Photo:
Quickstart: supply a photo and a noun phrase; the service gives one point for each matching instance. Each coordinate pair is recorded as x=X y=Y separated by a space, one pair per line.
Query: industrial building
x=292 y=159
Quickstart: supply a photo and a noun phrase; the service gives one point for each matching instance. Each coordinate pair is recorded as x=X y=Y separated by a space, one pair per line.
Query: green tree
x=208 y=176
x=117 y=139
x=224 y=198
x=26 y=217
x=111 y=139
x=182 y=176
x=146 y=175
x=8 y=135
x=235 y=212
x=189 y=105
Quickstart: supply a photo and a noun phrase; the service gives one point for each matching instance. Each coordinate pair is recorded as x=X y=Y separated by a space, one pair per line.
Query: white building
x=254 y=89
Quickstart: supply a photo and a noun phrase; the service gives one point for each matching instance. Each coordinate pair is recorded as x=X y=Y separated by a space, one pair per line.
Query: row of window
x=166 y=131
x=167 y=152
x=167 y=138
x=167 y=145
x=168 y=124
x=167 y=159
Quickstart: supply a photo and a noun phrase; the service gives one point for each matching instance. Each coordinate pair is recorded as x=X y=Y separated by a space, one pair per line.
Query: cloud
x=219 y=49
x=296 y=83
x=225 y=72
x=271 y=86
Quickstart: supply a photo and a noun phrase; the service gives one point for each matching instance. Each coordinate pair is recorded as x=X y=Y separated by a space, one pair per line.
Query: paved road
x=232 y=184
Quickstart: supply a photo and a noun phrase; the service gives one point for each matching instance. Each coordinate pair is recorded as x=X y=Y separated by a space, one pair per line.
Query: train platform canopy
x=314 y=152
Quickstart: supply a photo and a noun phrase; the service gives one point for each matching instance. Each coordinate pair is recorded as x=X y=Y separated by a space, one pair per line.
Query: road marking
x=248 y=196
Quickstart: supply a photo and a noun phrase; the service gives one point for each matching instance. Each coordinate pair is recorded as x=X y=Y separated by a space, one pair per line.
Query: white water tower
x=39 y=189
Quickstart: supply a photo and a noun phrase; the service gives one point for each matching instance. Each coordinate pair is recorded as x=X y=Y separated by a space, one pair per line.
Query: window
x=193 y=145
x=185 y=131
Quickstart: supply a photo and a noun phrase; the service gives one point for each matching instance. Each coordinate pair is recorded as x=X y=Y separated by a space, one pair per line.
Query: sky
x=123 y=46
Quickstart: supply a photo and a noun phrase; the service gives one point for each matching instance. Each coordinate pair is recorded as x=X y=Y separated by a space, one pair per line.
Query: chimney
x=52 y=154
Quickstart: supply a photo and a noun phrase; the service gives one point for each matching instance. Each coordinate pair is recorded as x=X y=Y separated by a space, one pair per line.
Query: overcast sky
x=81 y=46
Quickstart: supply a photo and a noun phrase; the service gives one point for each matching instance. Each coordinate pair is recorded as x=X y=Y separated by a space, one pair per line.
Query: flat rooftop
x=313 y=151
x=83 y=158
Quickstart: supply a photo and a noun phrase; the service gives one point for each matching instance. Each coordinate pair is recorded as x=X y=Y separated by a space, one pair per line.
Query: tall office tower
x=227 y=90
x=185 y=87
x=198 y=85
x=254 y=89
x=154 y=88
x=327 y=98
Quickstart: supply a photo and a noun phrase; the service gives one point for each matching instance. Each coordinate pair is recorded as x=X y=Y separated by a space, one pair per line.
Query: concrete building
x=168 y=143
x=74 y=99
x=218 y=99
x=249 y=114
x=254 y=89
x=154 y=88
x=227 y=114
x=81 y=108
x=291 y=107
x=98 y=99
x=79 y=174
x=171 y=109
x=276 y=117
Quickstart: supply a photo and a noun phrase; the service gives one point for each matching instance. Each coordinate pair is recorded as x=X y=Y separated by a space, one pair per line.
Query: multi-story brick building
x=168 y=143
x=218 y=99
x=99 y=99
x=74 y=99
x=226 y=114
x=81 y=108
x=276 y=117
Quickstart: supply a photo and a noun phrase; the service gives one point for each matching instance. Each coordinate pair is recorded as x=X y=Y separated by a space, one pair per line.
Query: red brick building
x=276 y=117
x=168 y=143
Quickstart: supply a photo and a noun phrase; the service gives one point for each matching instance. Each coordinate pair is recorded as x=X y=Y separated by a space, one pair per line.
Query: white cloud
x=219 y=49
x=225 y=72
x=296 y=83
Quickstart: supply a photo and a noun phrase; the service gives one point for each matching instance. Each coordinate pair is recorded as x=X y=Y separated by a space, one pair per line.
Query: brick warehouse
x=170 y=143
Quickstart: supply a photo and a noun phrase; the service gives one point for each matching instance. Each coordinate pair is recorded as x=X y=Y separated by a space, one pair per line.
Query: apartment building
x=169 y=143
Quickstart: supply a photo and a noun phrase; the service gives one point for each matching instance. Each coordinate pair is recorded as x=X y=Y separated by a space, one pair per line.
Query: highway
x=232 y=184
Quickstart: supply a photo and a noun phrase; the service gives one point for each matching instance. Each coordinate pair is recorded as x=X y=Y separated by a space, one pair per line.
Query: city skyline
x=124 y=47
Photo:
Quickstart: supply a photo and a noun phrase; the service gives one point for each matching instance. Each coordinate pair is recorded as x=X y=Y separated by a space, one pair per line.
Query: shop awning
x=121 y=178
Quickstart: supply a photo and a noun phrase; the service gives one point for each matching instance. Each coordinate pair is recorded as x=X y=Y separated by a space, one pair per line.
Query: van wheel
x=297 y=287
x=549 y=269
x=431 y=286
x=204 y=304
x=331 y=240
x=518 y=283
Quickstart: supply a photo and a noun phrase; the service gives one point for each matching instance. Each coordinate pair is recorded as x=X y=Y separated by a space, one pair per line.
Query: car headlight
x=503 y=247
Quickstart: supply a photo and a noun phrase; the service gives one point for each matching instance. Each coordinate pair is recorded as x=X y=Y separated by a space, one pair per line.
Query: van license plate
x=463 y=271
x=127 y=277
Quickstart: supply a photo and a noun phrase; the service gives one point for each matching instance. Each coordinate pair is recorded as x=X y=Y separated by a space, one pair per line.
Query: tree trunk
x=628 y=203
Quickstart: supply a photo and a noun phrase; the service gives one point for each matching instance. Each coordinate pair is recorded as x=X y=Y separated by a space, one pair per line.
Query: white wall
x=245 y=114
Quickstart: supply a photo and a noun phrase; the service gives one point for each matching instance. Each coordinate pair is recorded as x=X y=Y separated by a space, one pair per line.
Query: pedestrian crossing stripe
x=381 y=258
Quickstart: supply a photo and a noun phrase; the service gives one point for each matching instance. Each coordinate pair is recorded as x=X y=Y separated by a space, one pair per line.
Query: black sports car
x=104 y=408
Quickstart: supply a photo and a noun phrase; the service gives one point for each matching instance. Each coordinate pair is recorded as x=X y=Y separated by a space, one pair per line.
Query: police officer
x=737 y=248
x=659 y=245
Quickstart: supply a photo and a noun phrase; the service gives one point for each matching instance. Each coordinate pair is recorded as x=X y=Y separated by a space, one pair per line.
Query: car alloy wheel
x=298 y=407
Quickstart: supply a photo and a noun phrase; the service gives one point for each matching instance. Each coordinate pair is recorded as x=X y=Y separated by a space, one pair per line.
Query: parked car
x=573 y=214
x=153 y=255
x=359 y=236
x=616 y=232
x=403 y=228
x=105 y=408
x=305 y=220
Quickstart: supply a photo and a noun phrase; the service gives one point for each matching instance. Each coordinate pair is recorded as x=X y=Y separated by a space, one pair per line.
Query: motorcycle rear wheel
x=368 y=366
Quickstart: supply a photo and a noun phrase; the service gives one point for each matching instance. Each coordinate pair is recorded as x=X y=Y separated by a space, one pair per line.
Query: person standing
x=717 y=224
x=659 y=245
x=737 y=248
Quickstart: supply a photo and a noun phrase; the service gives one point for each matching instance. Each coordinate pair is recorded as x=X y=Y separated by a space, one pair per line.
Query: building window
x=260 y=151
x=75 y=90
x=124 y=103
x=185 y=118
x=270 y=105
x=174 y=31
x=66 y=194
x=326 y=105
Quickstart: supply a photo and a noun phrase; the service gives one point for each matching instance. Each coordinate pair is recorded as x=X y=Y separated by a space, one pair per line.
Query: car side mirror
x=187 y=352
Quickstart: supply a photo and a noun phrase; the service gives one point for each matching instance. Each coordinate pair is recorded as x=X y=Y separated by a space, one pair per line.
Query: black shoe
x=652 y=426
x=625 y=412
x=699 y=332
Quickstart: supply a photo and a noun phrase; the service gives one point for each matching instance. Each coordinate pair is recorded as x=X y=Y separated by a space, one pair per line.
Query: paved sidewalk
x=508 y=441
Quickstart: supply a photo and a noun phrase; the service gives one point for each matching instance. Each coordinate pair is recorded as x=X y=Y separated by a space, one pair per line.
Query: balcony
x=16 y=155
- - - - - - -
## Task description
Extract each line of the records above that contains the word "tower".

## The response
Query: white water tower
Query: tall office tower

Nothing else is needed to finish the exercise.